▶ Exercise set
1 > According to the structured logging excerpt, what happens to logs that an application writes to a file inside a container once that container is removed?
2 > Summarize the structured logging excerpt in two sentences.
3 > Write the next part of the structured logging excerpt, picking up after its final sentence.

▶ Document excerpt

Structured Logging Best Practices

For logs to be useful at scale, they must be structured (machine-readable) and consistent.

Use JSON log format in your application

// Using pino (a popular Node.js structured logger)
const pino = require('pino');
const logger = pino({
  level: process.env.LOG_LEVEL || 'info',
  // In production, output plain JSON
  // In development, use pino-pretty for human-readable output
  transport: process.env.NODE_ENV === 'development'
    ? { target: 'pino-pretty' }
    : undefined,
});

// Log with structured fields
logger.info({ requestId: '123', userId: 'u-456', duration: 42 }, 'Request completed');
logger.error({ err, requestId: '123' }, 'Database query failed');

JSON output (what Docker captures):

{"level":30,"time":1700042400000,"requestId":"123","userId":"u-456","duration":42,"msg":"Request completed"}

Log to stdout/stderr, not files

Containers are ephemeral. If your application writes logs to a file inside the container, those logs are lost when the container is removed. Always log to stdout (info/debug) and stderr (errors), and let Docker's log driver handle collection and forwarding.

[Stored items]
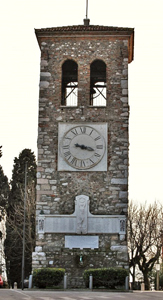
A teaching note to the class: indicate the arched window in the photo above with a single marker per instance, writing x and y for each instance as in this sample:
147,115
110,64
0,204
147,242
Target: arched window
98,83
69,83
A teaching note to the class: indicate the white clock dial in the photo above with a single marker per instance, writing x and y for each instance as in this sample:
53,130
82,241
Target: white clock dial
82,147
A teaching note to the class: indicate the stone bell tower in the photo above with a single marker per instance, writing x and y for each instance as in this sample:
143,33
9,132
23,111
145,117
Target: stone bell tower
82,176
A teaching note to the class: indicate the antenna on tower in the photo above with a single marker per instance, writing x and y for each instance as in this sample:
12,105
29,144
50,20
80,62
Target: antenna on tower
86,8
86,21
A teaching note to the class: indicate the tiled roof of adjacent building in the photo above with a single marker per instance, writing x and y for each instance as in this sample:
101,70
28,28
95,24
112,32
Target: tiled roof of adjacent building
84,28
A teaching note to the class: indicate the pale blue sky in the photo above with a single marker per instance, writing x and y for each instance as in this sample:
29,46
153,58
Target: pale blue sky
19,79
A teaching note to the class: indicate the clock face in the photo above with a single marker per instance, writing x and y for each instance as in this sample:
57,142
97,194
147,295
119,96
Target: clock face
82,147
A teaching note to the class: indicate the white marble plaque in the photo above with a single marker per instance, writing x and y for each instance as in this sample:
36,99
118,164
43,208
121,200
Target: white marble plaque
82,221
81,242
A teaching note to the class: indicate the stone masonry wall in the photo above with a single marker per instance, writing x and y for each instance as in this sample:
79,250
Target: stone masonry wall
108,191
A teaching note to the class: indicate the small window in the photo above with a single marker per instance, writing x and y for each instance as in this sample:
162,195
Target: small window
69,83
98,83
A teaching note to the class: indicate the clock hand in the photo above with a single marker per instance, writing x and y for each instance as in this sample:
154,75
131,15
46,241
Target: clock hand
84,147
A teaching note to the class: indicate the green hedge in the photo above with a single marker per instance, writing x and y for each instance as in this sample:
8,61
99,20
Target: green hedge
106,277
47,277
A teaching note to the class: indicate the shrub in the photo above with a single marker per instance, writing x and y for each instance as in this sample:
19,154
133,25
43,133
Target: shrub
106,277
47,277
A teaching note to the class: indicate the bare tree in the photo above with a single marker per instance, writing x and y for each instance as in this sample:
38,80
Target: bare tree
144,238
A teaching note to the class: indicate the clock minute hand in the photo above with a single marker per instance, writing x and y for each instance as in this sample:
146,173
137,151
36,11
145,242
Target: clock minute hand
84,147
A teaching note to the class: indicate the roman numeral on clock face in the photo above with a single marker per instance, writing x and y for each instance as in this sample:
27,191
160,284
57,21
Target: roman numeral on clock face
99,146
67,153
65,147
83,130
74,131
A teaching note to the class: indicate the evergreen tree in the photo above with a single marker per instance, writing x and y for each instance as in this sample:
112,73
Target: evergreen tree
15,217
4,191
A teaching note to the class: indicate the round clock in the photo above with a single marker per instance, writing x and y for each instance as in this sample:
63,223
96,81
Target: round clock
82,147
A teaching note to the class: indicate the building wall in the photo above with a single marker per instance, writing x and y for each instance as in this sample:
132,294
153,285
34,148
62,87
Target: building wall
107,191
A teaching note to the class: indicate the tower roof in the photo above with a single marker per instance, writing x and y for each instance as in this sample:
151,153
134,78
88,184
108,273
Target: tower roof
89,30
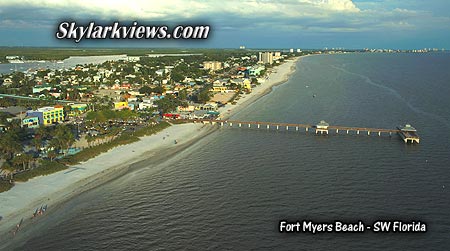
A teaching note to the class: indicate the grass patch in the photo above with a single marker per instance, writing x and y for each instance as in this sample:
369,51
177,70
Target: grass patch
5,185
47,167
124,139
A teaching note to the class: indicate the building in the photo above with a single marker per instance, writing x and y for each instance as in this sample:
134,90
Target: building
40,88
256,71
276,55
266,57
212,65
121,105
77,109
48,115
30,122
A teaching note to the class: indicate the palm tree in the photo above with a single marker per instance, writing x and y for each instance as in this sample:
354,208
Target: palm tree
37,142
51,154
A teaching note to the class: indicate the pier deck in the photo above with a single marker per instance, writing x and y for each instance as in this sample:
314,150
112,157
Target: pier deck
408,135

▶ Response list
1 > They are lost.

2 > To be useful at scale, logs must be structured and consistent, and the excerpt recommends JSON log output, illustrated with the pino logger for Node.js. Because containers are ephemeral, applications should log to stdout and stderr rather than to files and let Docker's log driver handle collection and forwarding.

3 >
// Good - logs go to stdout where Docker captures them
console.log(JSON.stringify({ level: 'info', message: 'Server started' }));

// Bad - logs go to a file in the ephemeral container filesystem
fs.appendFileSync('/var/log/app.log', 'Server started\n');

Recommended fields for every log entry

Field	Description
`timestamp`	ISO 8601 timestamp
`level`	`debug`, `info`, `warn`, `error`, `fatal`
`message`	Human-readable description
`requestId`	Unique identifier to trace a request across logs
`service`	Service name (useful in aggregated logs)
`environment`	`production`, `staging`, etc.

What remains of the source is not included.